** START DOCUMENT SEGMENT **

Mr. New’s letter to the editor on March 7 contains several inaccurate statements regarding environmental damage from ethanol production. I hope to attempt to share the facts with the readers.

Ethanol production does utilize ground water in the production process. Most ethanol plants use 2-3 gallons of water to make one gallon of ethanol. The water is then recycled.

Let’s put this into perspective though. Relative to other processes, water usage for ethanol production is low. The EPA states it takes 1,851 gallons of water to refine one barrel of crude oil, 97 gallons to produce one gallon of gasoline, 518 gallons to produce one car tire, and 2.6 gallons to produce one sheet of paper.

As for land use impact due to ethanol production, here are the facts:

Thanks to advances in technology, corn farmers have consistently increased crop yields. Today our farmers grow five times as much corn as in the 1930s on 20 percent less land. Average corn yields have increased from 91 bushels per acre in 1980 to 157 bushels per acre in 2013. Similarly, ethanol yields have increased from 2.4 gallons to 2.81 gallons per bushel.

** END DOCUMENT SEGMENT **

[GIVEN INSTRUCTION] In the letter about ethanol production, find every product the EPA water figures cover. List each one with the gallons of water the letter gives for it.

** START INFORMATION PROVIDED **

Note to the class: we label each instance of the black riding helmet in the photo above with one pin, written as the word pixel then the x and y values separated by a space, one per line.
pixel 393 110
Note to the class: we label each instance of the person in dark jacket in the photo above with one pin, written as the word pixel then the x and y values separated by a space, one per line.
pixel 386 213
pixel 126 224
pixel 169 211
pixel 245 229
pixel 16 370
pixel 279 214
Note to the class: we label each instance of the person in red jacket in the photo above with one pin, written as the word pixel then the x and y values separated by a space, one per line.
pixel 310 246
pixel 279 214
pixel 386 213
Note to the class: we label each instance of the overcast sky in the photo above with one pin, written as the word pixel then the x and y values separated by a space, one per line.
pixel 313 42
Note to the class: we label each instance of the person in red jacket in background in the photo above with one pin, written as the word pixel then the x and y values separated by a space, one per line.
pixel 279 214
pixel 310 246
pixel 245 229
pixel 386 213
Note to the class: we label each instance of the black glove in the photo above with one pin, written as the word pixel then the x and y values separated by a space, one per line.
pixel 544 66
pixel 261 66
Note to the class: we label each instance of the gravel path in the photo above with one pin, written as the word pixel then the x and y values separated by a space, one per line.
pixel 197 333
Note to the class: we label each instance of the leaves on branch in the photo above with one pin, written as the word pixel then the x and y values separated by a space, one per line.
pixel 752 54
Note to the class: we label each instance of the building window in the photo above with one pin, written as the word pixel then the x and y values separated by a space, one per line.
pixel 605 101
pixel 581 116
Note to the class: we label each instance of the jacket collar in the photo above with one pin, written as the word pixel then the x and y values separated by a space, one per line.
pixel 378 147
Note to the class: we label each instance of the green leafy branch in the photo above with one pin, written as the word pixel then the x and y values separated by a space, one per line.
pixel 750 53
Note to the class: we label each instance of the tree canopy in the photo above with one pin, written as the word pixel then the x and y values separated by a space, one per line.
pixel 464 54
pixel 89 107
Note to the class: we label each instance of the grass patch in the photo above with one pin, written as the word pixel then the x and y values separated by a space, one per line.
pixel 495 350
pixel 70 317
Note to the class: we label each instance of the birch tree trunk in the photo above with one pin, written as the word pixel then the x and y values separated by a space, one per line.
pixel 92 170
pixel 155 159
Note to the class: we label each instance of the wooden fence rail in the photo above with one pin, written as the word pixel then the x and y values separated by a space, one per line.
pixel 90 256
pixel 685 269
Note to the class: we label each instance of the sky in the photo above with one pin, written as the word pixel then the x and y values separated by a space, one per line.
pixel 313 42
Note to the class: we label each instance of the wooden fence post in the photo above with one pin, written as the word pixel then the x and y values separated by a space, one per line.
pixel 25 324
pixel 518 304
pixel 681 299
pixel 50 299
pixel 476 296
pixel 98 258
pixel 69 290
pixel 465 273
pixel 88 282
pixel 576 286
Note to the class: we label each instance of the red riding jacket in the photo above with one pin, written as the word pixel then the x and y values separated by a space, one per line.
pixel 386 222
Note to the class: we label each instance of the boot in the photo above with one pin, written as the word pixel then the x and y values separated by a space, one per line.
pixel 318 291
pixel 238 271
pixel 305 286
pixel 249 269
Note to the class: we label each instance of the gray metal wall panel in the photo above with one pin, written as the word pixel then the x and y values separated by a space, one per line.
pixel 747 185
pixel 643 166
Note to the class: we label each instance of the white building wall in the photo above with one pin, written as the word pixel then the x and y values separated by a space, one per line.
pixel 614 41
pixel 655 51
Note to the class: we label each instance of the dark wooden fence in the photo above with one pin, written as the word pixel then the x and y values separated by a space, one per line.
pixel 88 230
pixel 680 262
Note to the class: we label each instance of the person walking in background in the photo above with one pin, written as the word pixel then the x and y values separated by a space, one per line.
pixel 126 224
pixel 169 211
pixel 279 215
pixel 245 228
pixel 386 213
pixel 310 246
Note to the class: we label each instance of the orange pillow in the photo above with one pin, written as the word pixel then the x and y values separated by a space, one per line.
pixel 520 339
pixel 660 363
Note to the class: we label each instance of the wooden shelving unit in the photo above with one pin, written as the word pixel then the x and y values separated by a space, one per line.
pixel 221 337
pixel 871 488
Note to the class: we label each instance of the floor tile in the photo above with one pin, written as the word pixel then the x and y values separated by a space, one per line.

** END INFORMATION PROVIDED **

[FINAL ANSWER]
- Refining one barrel of crude oil: 1,851 gallons
- One gallon of gasoline: 97 gallons
- One car tire: 518 gallons
- One sheet of paper: 2.6 gallons